In the entries below, return only the line containing "Query: green undergrowth" and those after it, exactly, through the last line.

**DATA TO PROCESS:**
***
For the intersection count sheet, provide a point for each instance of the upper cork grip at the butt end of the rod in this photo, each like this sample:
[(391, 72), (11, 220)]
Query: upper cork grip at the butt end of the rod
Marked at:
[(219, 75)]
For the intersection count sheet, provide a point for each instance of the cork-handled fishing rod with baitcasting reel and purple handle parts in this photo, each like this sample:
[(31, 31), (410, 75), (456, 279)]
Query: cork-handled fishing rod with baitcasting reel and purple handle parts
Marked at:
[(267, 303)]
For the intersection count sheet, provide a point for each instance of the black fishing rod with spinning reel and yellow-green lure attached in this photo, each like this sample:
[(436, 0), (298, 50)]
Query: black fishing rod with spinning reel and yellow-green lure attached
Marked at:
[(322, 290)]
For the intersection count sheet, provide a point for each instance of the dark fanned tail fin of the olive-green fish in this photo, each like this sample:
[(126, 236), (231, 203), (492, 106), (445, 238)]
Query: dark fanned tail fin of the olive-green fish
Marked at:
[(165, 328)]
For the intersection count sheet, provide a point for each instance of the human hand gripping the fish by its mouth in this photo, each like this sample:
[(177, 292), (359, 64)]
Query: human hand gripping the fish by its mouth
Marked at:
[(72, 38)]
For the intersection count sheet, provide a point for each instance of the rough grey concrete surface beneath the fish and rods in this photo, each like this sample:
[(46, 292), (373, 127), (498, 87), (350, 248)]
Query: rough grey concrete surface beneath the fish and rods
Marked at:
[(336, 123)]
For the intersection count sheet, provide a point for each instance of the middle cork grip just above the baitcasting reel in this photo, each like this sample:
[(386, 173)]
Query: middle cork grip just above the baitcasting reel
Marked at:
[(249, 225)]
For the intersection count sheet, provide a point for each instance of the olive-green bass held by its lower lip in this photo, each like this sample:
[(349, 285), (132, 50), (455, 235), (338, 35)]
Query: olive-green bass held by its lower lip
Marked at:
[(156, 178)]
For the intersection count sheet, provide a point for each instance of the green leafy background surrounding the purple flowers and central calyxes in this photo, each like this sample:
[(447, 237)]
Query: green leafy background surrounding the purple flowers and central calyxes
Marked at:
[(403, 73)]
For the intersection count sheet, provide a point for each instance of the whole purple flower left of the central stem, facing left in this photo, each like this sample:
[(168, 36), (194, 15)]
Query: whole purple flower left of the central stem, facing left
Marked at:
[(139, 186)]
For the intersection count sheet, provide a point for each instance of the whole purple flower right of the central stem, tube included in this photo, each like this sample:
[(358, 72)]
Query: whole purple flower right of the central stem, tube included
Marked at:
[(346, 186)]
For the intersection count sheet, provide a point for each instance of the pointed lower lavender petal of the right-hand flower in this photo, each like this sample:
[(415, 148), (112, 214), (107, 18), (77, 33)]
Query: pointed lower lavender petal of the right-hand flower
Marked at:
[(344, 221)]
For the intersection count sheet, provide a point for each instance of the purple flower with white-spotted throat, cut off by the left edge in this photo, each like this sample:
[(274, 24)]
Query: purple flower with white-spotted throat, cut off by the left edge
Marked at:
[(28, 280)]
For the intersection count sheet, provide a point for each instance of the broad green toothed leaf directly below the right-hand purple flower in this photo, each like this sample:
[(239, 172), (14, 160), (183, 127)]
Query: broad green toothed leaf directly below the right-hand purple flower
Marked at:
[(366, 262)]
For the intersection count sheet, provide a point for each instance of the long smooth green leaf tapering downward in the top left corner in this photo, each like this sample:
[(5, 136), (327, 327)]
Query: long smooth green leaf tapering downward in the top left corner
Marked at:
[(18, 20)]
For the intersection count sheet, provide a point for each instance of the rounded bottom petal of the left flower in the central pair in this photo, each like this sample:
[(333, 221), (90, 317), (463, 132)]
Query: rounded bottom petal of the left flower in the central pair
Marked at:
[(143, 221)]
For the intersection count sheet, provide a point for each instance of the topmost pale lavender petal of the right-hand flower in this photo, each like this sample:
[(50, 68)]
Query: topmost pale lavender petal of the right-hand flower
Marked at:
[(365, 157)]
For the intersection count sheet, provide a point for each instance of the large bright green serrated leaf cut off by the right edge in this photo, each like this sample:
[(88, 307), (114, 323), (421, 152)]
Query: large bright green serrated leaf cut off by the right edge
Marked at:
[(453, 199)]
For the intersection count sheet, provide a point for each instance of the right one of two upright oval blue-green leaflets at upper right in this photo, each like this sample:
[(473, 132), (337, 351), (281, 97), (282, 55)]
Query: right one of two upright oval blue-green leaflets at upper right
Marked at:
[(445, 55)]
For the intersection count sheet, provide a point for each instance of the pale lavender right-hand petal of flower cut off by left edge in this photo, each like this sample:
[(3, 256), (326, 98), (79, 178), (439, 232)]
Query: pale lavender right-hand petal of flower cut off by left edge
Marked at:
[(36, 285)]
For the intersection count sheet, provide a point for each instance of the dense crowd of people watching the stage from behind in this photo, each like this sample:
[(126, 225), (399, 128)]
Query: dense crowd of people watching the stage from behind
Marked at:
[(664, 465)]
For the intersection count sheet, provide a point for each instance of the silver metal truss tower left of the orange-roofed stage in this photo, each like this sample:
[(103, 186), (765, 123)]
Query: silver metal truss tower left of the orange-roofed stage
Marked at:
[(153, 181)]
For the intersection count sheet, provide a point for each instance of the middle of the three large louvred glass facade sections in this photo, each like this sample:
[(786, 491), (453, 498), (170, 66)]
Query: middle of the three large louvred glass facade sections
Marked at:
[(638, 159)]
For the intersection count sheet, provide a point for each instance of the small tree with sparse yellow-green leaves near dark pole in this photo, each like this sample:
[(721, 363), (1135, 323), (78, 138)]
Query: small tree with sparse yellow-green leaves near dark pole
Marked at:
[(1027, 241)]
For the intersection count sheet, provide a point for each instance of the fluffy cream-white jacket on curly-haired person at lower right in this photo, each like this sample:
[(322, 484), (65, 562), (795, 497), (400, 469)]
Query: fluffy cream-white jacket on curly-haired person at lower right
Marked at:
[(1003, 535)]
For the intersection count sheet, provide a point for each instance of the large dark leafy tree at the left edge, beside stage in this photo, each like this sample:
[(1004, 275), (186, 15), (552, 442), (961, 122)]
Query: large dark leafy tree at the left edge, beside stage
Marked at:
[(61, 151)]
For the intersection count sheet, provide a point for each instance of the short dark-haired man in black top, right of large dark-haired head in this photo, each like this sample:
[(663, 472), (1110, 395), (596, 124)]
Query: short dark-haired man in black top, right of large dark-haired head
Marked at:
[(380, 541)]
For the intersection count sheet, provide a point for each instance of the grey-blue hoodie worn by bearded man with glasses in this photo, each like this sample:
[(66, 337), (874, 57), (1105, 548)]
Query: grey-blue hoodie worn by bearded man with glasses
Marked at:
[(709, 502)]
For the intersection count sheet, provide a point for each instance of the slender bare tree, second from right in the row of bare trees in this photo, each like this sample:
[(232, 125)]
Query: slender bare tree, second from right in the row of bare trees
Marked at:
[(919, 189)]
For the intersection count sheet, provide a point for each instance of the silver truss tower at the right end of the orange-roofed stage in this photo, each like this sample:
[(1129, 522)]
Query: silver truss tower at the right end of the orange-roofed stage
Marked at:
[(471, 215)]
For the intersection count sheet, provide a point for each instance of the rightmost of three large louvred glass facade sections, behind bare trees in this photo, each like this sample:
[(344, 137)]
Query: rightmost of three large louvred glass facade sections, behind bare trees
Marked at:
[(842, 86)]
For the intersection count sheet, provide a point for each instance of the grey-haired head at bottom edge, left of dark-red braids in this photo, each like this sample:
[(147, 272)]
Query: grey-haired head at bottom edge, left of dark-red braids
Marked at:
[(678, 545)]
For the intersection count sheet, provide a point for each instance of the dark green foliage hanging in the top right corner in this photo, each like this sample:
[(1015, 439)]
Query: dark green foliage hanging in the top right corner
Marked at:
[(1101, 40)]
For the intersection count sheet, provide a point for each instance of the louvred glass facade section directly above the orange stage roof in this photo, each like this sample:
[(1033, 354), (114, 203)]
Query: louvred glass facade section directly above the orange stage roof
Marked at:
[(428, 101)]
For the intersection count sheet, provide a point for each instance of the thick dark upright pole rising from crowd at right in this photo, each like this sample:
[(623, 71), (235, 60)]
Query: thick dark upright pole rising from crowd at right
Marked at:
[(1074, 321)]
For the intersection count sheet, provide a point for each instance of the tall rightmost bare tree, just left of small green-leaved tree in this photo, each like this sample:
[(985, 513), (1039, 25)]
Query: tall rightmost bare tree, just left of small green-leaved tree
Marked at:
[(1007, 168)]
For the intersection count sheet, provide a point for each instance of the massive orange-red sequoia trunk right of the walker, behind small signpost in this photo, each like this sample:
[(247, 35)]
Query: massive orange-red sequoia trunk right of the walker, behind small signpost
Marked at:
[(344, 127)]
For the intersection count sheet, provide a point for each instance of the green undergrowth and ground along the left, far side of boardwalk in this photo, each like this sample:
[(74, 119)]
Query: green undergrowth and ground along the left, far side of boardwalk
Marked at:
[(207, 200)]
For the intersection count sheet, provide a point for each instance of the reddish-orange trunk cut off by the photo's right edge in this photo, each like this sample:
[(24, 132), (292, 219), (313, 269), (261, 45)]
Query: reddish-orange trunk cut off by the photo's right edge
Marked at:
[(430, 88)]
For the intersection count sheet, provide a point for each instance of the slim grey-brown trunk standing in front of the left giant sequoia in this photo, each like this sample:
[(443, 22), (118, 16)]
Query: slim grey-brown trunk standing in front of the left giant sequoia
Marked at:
***
**EXERCISE SOLUTION:**
Query: green undergrowth and ground along the left, far side of boardwalk
Marked at:
[(207, 200)]
For the intersection count sheet, provide a point for each instance of the reddish-orange trunk cut off by the photo's right edge in this photo, each like this sample:
[(24, 132), (292, 219), (313, 269), (261, 45)]
Query: reddish-orange trunk cut off by the photo's right edge
Marked at:
[(430, 88)]
For the intersection count sheet, provide a point for each instance of the slim grey-brown trunk standing in front of the left giant sequoia in this photo, each like this sample:
[(443, 22), (118, 16)]
Query: slim grey-brown trunk standing in front of the left giant sequoia
Marked at:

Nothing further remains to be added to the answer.